» **GOAL OF THE EXERCISE**
Edit the listing below by swapping every "positive clicks" for "foreground clicks", and leave every other line and character untouched.

─── ENTRIES PROVIDED

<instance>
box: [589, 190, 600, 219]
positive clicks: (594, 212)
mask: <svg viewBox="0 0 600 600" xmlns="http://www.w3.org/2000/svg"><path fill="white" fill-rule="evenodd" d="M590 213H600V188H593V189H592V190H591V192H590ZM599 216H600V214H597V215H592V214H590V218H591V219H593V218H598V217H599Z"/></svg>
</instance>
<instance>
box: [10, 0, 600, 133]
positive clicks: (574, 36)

──────

» **ANSWER FOR THE TASK**
<instance>
box: [589, 190, 600, 219]
foreground clicks: (594, 212)
mask: <svg viewBox="0 0 600 600" xmlns="http://www.w3.org/2000/svg"><path fill="white" fill-rule="evenodd" d="M590 213H600V188H593V189H592V190H591V192H590ZM599 216H600V214H597V215H592V214H590V218H591V219H593V218H598V217H599Z"/></svg>
</instance>
<instance>
box: [10, 0, 600, 133]
foreground clicks: (574, 36)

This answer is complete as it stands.